### Stated goal
Print all the data, keeping every line exactly as it is.

### Supplied records
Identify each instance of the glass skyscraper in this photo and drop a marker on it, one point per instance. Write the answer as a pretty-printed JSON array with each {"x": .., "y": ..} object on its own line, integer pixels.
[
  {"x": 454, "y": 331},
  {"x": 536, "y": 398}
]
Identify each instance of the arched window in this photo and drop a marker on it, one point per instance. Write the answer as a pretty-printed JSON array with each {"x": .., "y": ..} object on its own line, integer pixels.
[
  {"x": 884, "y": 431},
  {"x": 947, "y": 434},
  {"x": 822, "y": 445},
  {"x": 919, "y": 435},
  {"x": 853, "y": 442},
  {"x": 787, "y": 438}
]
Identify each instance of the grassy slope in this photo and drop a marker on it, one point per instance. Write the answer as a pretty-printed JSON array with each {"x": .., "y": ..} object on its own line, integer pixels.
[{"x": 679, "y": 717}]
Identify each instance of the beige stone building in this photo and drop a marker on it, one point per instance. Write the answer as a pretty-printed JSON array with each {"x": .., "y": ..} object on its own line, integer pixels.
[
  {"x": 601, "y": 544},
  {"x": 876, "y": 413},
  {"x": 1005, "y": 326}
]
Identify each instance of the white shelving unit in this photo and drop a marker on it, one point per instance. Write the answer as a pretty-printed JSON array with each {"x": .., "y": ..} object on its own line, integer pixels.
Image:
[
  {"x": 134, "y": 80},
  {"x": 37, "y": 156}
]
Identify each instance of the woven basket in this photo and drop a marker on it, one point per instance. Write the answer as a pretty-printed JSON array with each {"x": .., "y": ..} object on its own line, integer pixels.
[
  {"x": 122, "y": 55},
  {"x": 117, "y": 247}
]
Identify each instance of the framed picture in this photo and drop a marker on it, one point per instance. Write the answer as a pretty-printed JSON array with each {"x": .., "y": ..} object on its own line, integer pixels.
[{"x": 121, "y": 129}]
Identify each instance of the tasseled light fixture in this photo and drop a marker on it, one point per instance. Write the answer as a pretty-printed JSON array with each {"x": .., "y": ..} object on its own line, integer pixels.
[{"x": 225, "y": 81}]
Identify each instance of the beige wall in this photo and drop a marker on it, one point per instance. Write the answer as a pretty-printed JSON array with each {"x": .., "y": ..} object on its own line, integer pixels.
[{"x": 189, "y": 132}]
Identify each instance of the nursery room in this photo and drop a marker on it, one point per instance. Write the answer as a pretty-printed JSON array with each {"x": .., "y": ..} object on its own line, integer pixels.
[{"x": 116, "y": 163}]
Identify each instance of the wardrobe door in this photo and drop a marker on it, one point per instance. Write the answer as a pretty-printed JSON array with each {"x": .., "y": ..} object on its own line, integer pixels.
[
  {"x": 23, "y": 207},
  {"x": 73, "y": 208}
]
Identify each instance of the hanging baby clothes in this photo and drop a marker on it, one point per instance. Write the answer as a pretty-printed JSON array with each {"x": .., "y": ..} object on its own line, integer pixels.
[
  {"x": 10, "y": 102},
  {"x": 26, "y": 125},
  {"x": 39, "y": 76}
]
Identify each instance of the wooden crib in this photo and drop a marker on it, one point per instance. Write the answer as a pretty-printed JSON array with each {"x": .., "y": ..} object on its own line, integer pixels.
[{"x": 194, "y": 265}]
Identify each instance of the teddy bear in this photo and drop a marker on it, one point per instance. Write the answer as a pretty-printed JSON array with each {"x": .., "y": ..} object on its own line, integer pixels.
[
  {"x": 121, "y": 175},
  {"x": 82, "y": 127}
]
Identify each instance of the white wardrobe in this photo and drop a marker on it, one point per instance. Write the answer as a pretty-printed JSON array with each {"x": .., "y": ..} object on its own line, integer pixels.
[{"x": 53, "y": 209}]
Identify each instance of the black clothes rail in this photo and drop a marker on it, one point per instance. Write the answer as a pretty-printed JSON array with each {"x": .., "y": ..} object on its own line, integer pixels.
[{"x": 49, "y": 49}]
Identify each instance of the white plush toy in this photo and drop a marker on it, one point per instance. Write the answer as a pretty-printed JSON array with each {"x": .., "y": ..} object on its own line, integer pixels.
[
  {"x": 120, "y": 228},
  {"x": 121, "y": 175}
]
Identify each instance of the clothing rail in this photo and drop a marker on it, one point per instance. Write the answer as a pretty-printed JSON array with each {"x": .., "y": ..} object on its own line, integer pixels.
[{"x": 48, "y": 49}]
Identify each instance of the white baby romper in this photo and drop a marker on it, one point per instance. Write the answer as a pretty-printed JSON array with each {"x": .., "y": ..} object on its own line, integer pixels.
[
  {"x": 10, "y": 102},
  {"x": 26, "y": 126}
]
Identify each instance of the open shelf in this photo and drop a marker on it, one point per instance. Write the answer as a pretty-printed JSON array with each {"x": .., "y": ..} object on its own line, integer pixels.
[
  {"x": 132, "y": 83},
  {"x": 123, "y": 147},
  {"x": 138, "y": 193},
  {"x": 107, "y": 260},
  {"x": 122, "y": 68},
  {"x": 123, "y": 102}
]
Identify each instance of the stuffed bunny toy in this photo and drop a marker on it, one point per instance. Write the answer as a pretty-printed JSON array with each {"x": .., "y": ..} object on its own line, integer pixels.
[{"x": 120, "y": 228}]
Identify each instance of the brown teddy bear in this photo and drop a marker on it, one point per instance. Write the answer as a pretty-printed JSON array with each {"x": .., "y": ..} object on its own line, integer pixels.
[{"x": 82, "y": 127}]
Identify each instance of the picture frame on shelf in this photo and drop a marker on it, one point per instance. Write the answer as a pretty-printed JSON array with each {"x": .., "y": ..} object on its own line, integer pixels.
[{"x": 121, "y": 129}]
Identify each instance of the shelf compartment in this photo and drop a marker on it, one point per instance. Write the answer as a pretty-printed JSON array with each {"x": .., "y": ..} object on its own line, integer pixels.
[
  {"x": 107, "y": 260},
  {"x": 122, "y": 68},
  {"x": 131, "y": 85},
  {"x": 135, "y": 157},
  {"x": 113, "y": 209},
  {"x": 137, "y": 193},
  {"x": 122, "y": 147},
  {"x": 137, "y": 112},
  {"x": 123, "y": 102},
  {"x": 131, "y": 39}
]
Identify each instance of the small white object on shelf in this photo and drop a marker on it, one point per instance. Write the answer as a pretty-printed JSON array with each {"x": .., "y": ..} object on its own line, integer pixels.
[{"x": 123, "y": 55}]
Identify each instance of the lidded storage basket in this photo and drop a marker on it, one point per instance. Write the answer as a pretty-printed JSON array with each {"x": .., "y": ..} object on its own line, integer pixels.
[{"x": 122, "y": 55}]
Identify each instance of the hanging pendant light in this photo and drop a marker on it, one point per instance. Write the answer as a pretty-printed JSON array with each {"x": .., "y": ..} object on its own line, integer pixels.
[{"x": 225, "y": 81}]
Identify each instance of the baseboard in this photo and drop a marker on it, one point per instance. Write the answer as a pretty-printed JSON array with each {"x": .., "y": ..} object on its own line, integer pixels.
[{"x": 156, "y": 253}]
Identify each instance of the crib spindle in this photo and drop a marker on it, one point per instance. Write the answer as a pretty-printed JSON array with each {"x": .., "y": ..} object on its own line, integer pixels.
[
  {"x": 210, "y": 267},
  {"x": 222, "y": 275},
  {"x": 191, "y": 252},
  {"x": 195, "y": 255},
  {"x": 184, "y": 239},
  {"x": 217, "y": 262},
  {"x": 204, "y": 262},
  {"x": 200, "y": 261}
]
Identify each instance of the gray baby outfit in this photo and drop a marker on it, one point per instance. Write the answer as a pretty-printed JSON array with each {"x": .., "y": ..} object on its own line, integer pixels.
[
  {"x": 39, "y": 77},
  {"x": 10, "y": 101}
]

### Exercise response
Identify each instance of the glass skyscraper in this photo and drop a marker on it, one point per instance. Write the answer as a pretty-printed JSON array with each {"x": .., "y": ..} object on its own line, integer pixels.
[
  {"x": 454, "y": 331},
  {"x": 536, "y": 398}
]
Identify each instance of the arched window in this photo and drop a marker on it, one point per instance. Write the answer as a pretty-printed JSON array with each {"x": .., "y": ..} object on its own line, integer pixels.
[
  {"x": 884, "y": 431},
  {"x": 947, "y": 434},
  {"x": 822, "y": 445},
  {"x": 919, "y": 435},
  {"x": 853, "y": 442},
  {"x": 787, "y": 438}
]
Identify each instance of the grassy slope in this photo and drop a marker on it, one point per instance. Write the answer as a pretty-printed JSON array with each {"x": .., "y": ..} object on its own line, integer pixels.
[{"x": 679, "y": 717}]
Identify each instance of the beige stone building in this photo and drop a marker on it, one point per instance. Write the answer as a pretty-printed JSON array with each {"x": .., "y": ..} object on its own line, integer pixels.
[
  {"x": 601, "y": 544},
  {"x": 876, "y": 413},
  {"x": 1005, "y": 326}
]
Identify each instance of the white shelving unit in this photo and drop a marker on it, one point per instance. Write the answer as a pretty-printed JSON array with each {"x": .., "y": ..} object on its own line, integer pixels.
Image:
[
  {"x": 134, "y": 80},
  {"x": 37, "y": 156}
]
Identify each instance of the woven basket in this photo and drop a marker on it, one point per instance. Write the answer as a pretty-printed JSON array with each {"x": .., "y": ..} object on its own line, integer pixels.
[
  {"x": 122, "y": 55},
  {"x": 117, "y": 247}
]
Identify each instance of the framed picture in this photo and drop a marker on it, one point per instance. Write the answer as a pretty-printed JSON array with each {"x": .., "y": ..} object on its own line, integer pixels.
[{"x": 121, "y": 129}]
Identify each instance of the tasseled light fixture in this photo and drop a marker on it, one point per instance. Write the answer as a pretty-printed JSON array with each {"x": .., "y": ..} object on its own line, integer pixels.
[{"x": 225, "y": 81}]
Identify each instance of the beige wall in this photo and drop a marker on it, one point per instance. Write the answer as a pretty-printed JSON array with each {"x": .., "y": ..} object on its own line, integer pixels.
[{"x": 189, "y": 132}]
Identify each instance of the nursery room in this photo and drop a marker on it, one point per instance. Write the answer as a pretty-printed JSON array with each {"x": .., "y": ..} object on its own line, integer pixels.
[{"x": 116, "y": 163}]
Identify each instance of the wardrobe door in this photo and drop a marker on it, one point per instance. Write the answer as a pretty-printed JSON array with each {"x": .., "y": ..} object on its own line, integer pixels.
[
  {"x": 23, "y": 207},
  {"x": 73, "y": 208}
]
Identify each instance of the hanging baby clothes in this photo and drop a marker on it, one point per instance. Write the answer as a pretty-printed JSON array with each {"x": .., "y": ..} object on its own line, integer pixels.
[
  {"x": 10, "y": 102},
  {"x": 26, "y": 125},
  {"x": 39, "y": 76}
]
Identify each instance of the wooden crib in this photo and drop a marker on it, one point per instance. Write the answer as a pretty-printed JSON array with each {"x": .., "y": ..} object on its own line, integer pixels.
[{"x": 194, "y": 265}]
Identify each instance of the teddy bear in this photo and drop a marker on it, one point per instance. Write the answer as a pretty-printed JSON array with each {"x": .., "y": ..} object on its own line, integer pixels.
[
  {"x": 121, "y": 175},
  {"x": 82, "y": 127}
]
Identify each instance of the white wardrobe in this photo and drop a marker on it, one point per instance. Write the answer as a pretty-printed JSON array with each {"x": .., "y": ..} object on its own line, integer pixels.
[{"x": 53, "y": 209}]
Identify each instance of the black clothes rail in this photo and drop a marker on it, one point per instance. Write the answer as a pretty-printed JSON array with each {"x": .., "y": ..} object on its own line, integer pixels.
[{"x": 49, "y": 49}]
Identify each instance of the white plush toy in this photo and drop a marker on it, one point per instance. Write the answer as a pretty-printed JSON array with each {"x": .., "y": ..} object on its own line, integer pixels.
[
  {"x": 120, "y": 228},
  {"x": 121, "y": 175}
]
Identify each instance of the clothing rail in this photo and drop a marker on it, one point per instance. Write the answer as a pretty-printed JSON array with each {"x": .., "y": ..} object on its own line, integer pixels.
[{"x": 48, "y": 49}]
Identify each instance of the white baby romper in this photo and drop a marker on it, one point per instance. Write the answer as a pretty-printed JSON array with each {"x": .., "y": ..} object on its own line, integer pixels.
[
  {"x": 10, "y": 102},
  {"x": 26, "y": 126}
]
Identify each instance of the open shelf in this photo and drop a marker on it, one point per instance. Write the answer as a pretty-printed JSON array with each {"x": .., "y": ..} object on its own line, integer pixels.
[
  {"x": 132, "y": 83},
  {"x": 123, "y": 147},
  {"x": 138, "y": 193},
  {"x": 107, "y": 260},
  {"x": 122, "y": 68},
  {"x": 123, "y": 102}
]
Identify each instance of the stuffed bunny toy in this photo and drop a marker on it, one point per instance. Write the answer as a pretty-printed JSON array with each {"x": .., "y": ..} object on its own line, integer pixels.
[{"x": 120, "y": 228}]
Identify each instance of the brown teddy bear in this photo and drop a marker on it, one point per instance. Write the answer as a pretty-printed JSON array with each {"x": .., "y": ..} object on its own line, integer pixels.
[{"x": 82, "y": 127}]
Identify each instance of the picture frame on shelf in this photo and drop a marker on it, one point per instance. Write the answer as a pretty-printed JSON array with each {"x": .., "y": ..} object on its own line, integer pixels.
[{"x": 121, "y": 129}]
Identify each instance of the shelf compartment in this photo and drop a marker on it, one point per instance. Write the answer as a pretty-printed JSON array with each {"x": .., "y": ..} object on its own line, integer pixels.
[
  {"x": 107, "y": 260},
  {"x": 122, "y": 68},
  {"x": 131, "y": 85},
  {"x": 135, "y": 157},
  {"x": 113, "y": 209},
  {"x": 137, "y": 193},
  {"x": 122, "y": 147},
  {"x": 137, "y": 112},
  {"x": 123, "y": 102},
  {"x": 131, "y": 39}
]
Identify each instance of the small white object on shelf in this photo and drop a marker on it, one point per instance. Write the answer as a pretty-printed JSON array with each {"x": .., "y": ..} object on its own line, integer pixels.
[{"x": 123, "y": 55}]
Identify each instance of the lidded storage basket in this photo and drop a marker on it, one point per instance. Write the answer as a pretty-printed JSON array with each {"x": .., "y": ..} object on its own line, integer pixels.
[{"x": 122, "y": 55}]
Identify each instance of the hanging pendant light in this photo and drop a marker on it, one point per instance. Write the answer as a pretty-printed JSON array with each {"x": .., "y": ..} object on its own line, integer pixels.
[{"x": 225, "y": 81}]
Identify each instance of the baseboard in this photo and drop a marker on it, one point per instance. Write the answer as a pretty-printed JSON array with each {"x": .., "y": ..} object on its own line, integer pixels.
[{"x": 156, "y": 253}]
Identify each instance of the crib spindle in this photo and drop a marker on it, one point per instance. Write the answer as a pretty-printed JSON array with each {"x": .., "y": ..} object on its own line, integer pixels.
[
  {"x": 210, "y": 267},
  {"x": 222, "y": 275},
  {"x": 191, "y": 252},
  {"x": 195, "y": 255},
  {"x": 184, "y": 239},
  {"x": 217, "y": 262},
  {"x": 204, "y": 262},
  {"x": 200, "y": 261}
]
Identify each instance of the gray baby outfit in this photo and drop a marker on it, one point per instance. Write the answer as a pretty-printed JSON array with each {"x": .., "y": ..} object on its own line, integer pixels.
[
  {"x": 39, "y": 77},
  {"x": 10, "y": 101}
]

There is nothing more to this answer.